--- Start EXERCISE DATA ---

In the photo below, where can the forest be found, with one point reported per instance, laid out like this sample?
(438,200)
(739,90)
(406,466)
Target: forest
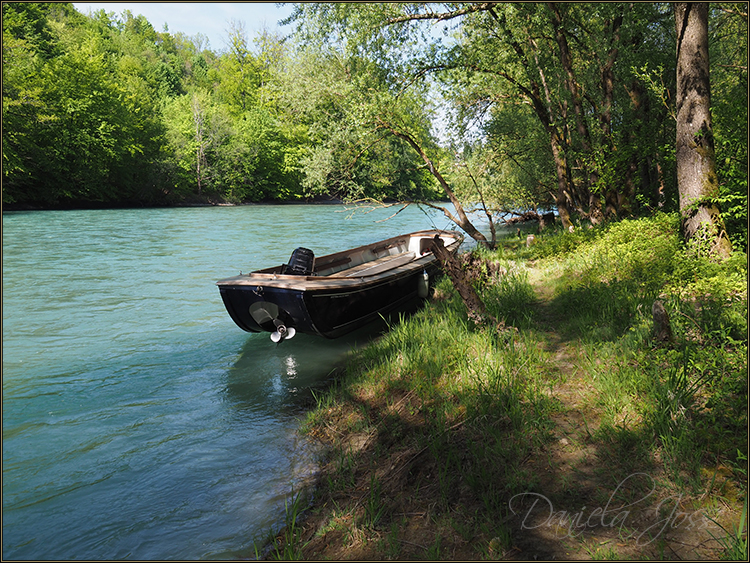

--- End EXERCISE DATA ---

=== WORK TO COMPLETE ===
Reproduce the listing above line for line, omitting the picture.

=== RESULT BELOW ===
In the photo below, where can the forest be found, with one point reported per instance, laid out like this sample?
(438,200)
(739,90)
(406,466)
Target: forest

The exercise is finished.